STUDY QUESTIONS:
A - In the blog comments on Whitehall and the civil service, what did the current Government talk about for some years?
B - Continue the blog comments on Whitehall and the civil service from the point where they stop.

SELECTED PASSAGE:

***

Poor old has-been powerless Ken. It was an act of charity on your part to give him a bit of the publicity he so craves.

Jon Harvey said...

This is a good debate.

For some years the current Government talked about 'evidence based policy' making and delivery. In other words that there should be measures and evaluation of how much the Whitehall policy machine actually makes people's lives better. So often Whitehall makes policy in a closeted bubble - unaware of what actual effect it is having.

I hope that the next Government does not allow the Civil Service to continue making so much of the running. Ken is right about the tendency towards centralism. Has the whole business of target setting for example (with all of its consequences) been Government or Civil service led?

See my blog for an article I wrote about targets six years ago - and how (in their current form) they will never really work. I hope the lessons of Staffordshire, Haringey and beyond are not lost on the next Government - of whichever hue it is. (http://smallcreativeideas.blogspot.com/)

It is good that debates such as this can happen across the political divide.

Pete Chown said...

I've been wondering if you need formal orders from ministers to civil servants, which are published and create legal rights.

***

RECORD SET:
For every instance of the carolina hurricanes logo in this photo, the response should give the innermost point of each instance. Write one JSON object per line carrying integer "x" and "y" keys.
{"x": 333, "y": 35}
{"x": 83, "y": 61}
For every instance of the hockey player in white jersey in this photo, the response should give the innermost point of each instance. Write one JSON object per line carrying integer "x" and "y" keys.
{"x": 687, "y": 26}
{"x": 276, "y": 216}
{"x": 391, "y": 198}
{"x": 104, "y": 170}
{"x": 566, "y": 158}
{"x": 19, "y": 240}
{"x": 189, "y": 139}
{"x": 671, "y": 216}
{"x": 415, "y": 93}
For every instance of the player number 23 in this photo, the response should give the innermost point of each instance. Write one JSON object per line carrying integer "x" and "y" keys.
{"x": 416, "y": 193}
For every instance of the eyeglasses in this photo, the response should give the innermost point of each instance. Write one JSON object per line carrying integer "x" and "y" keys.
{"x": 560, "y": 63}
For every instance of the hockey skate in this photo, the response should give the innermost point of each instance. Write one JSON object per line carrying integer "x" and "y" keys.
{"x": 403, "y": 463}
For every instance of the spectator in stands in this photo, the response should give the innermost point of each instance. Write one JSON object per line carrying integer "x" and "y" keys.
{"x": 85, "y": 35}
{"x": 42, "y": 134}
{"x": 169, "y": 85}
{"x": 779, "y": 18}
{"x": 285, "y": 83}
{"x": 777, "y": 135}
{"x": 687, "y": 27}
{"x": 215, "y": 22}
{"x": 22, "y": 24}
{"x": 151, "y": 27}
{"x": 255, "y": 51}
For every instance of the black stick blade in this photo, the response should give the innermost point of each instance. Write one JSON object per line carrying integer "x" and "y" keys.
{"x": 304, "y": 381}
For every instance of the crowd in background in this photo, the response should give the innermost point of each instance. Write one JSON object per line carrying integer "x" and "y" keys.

***

ANSWERS BY TASK:
A - It talked about "evidence based policy" making and delivery.

B -
To take a simple example, the Secretary of State for Health might make an order directing that a particular drug be made available on prescription by the NHS.

First of all, the order would be published, so everyone can see that this is a real decision and not spin. (Conversely, if the Minister promised to make the drug available but didn't get round to publishing a formal order, people would be able to see that it was spin.)

Secondly, the order would give patients the right to take legal action if they were denied the drug on non-medical grounds.

This system recognises that ministers cannot police a whole department on their own. Instead, it gives service users the ability to enforce ministerial decisions, when those decisions are ignored by front-line civil servants.

Anonymous said...

Yup, good comments from Livingstone. "Yes Minister" is as true as ever!

Doug said...

I feel dirty for agreeing with some of Livingstone's comments. Some of his comments about the civil service I agree with but they are interspersed with his usual lies and bullshit.

The point about Thatcher centralising was I think a mixture of old style authoritarian conservatism and the absolute necessity to root out the radical communists and socialists from power. Unfortunately Thatcher or Major never reversed the process when things had settled down or when it looked like the new labour centralisers would again enter government. This ties in with what Tim Montgomerie was saying about the success of Tory economic policy but a lamentable lack of Tory social policy which would lead to more self reliance and therefore an inherent scepticism toward big government.

Trumpeter Lanfried said...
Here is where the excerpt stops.